From the entries below, copy out all lines holding "target".
======== DATA RECORDS ========
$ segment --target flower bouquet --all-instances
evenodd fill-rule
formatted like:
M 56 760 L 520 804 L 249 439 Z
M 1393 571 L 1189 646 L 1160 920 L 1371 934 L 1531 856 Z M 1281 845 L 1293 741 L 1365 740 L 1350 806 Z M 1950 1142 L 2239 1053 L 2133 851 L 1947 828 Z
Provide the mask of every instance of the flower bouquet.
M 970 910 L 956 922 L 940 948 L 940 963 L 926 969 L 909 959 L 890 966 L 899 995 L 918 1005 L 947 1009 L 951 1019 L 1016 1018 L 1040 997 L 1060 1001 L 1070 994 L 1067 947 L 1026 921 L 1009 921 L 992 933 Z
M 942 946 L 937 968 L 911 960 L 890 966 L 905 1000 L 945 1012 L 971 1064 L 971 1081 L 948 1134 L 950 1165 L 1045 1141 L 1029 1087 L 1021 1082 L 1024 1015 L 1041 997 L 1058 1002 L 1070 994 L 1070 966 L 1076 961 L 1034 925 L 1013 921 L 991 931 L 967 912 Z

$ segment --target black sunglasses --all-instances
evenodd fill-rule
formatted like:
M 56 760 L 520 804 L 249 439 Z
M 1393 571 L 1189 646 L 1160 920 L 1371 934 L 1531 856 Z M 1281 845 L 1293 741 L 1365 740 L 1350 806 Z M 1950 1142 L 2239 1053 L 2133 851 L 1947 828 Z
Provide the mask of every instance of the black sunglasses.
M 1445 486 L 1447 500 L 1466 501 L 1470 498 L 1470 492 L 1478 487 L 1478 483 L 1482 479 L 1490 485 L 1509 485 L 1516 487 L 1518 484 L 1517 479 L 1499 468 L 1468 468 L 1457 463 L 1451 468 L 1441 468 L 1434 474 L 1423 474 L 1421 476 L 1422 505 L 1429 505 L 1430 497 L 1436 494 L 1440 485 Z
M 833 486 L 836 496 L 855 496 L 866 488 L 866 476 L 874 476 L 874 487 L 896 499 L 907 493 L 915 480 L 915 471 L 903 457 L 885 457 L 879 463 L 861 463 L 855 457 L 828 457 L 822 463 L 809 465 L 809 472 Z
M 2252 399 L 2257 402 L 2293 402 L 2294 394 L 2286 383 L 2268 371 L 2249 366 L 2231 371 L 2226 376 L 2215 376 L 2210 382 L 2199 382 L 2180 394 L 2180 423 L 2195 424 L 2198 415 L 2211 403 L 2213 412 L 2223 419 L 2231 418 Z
========
RESPONSE FOR THIS EXERCISE -
$ segment --target flower bouquet --all-instances
$ segment --target black sunglasses --all-instances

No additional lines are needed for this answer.